È una questione di evoluzione tecnologica, per le batterie ancora non ci siamo. Non puoi cavare sangue da una rapa, altrimenti se il progresso era sufficiente ad ottenere risultati apprezzabili avrebbero reso il diesel poco inquinante e più efficiente. Le batterie sono oggetto di ricerca da molti anni e sono uno dei business del futuro, in quanto al momento è questo che si prevede, automobili elettriche con un pacco batterie efficiente. La Toyota ha sviluppato un ibrido per far fronte ai limiti delle batterie. Ora stanno tentando con batterie a condensatore a carica rapida e scarica lenta. Secondo me se una tecnologia si presenta subito funzionale allora può essere adottata e migliorata di molto nel tempo. Ma se una tecnologia mostra da subito grossi limiti funzionali, per quanto la si possa migliorare, difficilmente si guadagnerà il futuro. Tanto vale elettrificare le strade come le piste Polistil.


----------



## spleen (28 Settembre 2015)

Zod ha detto:


> È una questione di evoluzione tecnologica, per le batterie ancora non ci siamo. Non puoi cavare sangue da una rapa, altrimenti se il progresso era sufficiente ad ottenere risultati apprezzabili avrebbero reso il diesel poco inquinante e più efficiente. Le batterie sono oggetto di ricerca da molti anni e sono uno dei business del futuro, in quanto al momento è questo che si prevede, automobili elettriche con un pacco batterie efficiente. La Toyota ha sviluppato un ibrido per far fronte ai limiti delle batterie. Ora stanno tentando con batterie a condensatore a carica rapida e scarica lenta. Secondo me se una tecnologia si presenta subito funzionale allora può essere adottata e migliorata di molto nel tempo. Ma se una tecnologia mostra da subito grossi limiti funzionali, per quanto la si possa migliorare, difficilmente si guadagnerà il futuro. Tanto vale elettrificare le strade come le piste Polistil.


Le batterie si prestano a miglioramenti tecnologici, (non lo dico io). Senza contare all' abbinamento di altre tecnologie.
Inoltre non si è tenuto conto del fotovoltaico, le auto hanno anche una superfice che anzichè arroventarsi al sole inutilmente potrebbe essere sfruttata, alcuni laboratori stanno mettendo a punto persino vernici fotosensibili. Siamo solo all' inizio.


----------



## sienne (29 Settembre 2015)

spleen ha detto:


> Le batterie si prestano a miglioramenti tecnologici, (non lo dico io). Senza contare all' abbinamento di altre tecnologie.

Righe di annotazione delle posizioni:

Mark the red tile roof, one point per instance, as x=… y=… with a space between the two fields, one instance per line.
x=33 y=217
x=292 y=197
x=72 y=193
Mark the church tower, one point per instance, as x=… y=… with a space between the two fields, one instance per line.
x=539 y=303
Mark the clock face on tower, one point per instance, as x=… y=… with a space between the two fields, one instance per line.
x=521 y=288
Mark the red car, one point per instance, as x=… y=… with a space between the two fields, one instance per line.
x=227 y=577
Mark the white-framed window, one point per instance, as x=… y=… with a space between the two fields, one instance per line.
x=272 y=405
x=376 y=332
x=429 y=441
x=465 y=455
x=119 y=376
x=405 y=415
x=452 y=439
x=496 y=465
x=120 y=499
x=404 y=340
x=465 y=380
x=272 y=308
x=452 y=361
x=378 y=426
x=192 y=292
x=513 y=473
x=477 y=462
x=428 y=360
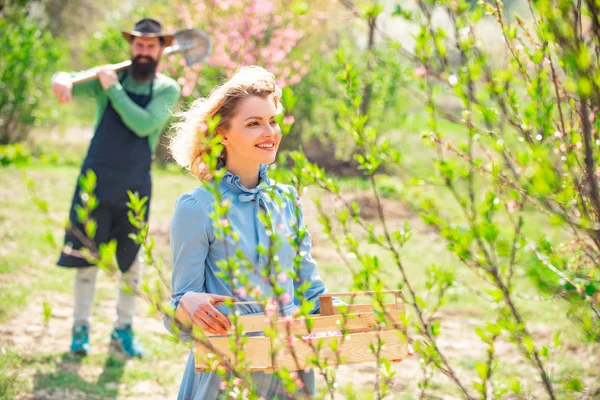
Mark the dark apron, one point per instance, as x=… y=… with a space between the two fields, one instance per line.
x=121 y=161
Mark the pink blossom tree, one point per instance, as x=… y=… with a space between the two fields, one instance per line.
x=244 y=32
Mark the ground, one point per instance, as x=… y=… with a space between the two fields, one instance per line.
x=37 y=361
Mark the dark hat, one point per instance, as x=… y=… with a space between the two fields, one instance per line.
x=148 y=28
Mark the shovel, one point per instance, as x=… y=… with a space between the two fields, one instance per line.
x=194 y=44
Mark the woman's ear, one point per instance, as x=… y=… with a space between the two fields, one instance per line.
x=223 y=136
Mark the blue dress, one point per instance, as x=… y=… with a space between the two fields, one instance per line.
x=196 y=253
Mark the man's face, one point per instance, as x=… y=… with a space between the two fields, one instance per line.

* Compiti da svolgere *
A. Stabilisci se le affermazioni seguenti concordano con la discussione sulle batterie, rispondendo sì o no e citando le parole decisive del testo: (i) la Toyota ha sviluppato un ibrido per superare i limiti delle batterie; (ii) spleen afferma che nel discorso si è tenuto conto del fotovoltaico; (iii) secondo spleen alcuni laboratori lavorano a vernici fotosensibili.
B. Rispondi a queste domande sulla discussione sulle batterie:
(i) Con quali batterie si sta tentando ora, secondo il primo intervento?
(ii) In che data ha scritto il suo messaggio spleen?
(iii) A cosa viene paragonata l'idea di elettrificare le strade?

* Risposte ai compiti *
A.
(i) Sì: "La Toyota ha sviluppato un ibrido per far fronte ai limiti delle batterie."
(ii) No: "Inoltre non si è tenuto conto del fotovoltaico"
(iii) Sì: "alcuni laboratori stanno mettendo a punto persino vernici fotosensibili"

B.
(i) Con batterie a condensatore a carica rapida e scarica lenta.
(ii) Il 28 settembre 2015.
(iii) Alle piste Polistil.